Position annotation records
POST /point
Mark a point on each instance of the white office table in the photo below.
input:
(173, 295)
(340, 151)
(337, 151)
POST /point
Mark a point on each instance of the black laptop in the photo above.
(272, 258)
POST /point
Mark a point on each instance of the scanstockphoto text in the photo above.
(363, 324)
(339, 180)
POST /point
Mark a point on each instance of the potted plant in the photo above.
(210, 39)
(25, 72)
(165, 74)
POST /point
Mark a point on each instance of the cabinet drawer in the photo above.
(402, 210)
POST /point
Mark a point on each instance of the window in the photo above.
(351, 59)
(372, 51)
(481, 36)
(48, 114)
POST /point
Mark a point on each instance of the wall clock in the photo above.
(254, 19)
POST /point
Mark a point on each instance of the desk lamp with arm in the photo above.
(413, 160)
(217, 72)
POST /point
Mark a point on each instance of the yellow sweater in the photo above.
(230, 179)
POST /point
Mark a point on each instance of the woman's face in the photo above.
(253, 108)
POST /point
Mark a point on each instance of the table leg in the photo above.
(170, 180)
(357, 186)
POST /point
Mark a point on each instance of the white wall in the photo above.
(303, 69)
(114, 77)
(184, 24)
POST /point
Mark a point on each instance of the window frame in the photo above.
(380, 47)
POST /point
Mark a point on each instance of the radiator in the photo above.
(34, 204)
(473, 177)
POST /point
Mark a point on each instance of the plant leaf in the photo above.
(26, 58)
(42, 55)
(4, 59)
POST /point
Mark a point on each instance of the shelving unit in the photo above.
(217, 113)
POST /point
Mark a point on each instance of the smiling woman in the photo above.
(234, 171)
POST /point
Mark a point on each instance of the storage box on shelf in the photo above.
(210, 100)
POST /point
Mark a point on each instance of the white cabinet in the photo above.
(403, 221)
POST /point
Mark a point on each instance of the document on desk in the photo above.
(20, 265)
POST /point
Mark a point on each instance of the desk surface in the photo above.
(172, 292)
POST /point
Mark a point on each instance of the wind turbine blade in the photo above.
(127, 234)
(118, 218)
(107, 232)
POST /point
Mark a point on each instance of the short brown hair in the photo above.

WHAT YOU WILL DO — Return each line of the data exactly as written above.

SOLUTION BELOW —
POST /point
Mark a point on each instance of the white office table in the photo below.
input:
(173, 295)
(340, 151)
(337, 151)
POST /point
Mark a point on each instance of the black laptop in the photo above.
(272, 258)
POST /point
Mark a point on each instance of the scanstockphoto text in the photo above.
(363, 324)
(339, 180)
POST /point
Mark a point on each instance of the potted plant in the photo above.
(210, 39)
(25, 72)
(165, 74)
POST /point
Mark a point on each instance of the cabinet drawer in the photo above.
(402, 210)
POST /point
Mark a point on each instance of the window in the photo above.
(351, 59)
(372, 51)
(481, 36)
(48, 114)
POST /point
Mark a point on each instance of the wall clock in the photo above.
(254, 19)
POST /point
Mark a point on each instance of the desk lamp with arm in the photo above.
(413, 160)
(217, 72)
POST /point
Mark a point on each instance of the yellow sweater in the photo above.
(230, 179)
POST /point
Mark a point on each instance of the woman's face in the photo above.
(253, 108)
POST /point
Mark a point on each instance of the table leg in the photo above.
(170, 180)
(357, 186)
POST /point
Mark a point on each instance of the white wall in the photo above.
(303, 69)
(114, 77)
(184, 24)
POST /point
Mark a point on each instance of the window frame in the photo above.
(380, 47)
POST /point
Mark a point on each instance of the radiator in the photo above.
(34, 204)
(473, 177)
POST /point
Mark a point on each instance of the plant leaf in the photo above.
(26, 58)
(42, 55)
(4, 59)
POST /point
Mark a point on each instance of the shelving unit in the photo above.
(217, 113)
POST /point
Mark a point on each instance of the smiling woman in the photo above.
(234, 171)
POST /point
Mark a point on each instance of the storage box on shelf in the photo above.
(210, 100)
POST /point
Mark a point on each instance of the white cabinet in the photo above.
(403, 221)
POST /point
Mark a point on each instance of the document on desk in the photo above.
(20, 265)
POST /point
Mark a point on each instance of the desk surface in the photo above.
(172, 292)
POST /point
Mark a point on each instance of the wind turbine blade in the photo above.
(127, 234)
(118, 218)
(107, 232)
POST /point
Mark a point on each instance of the short brown hair in the photo above.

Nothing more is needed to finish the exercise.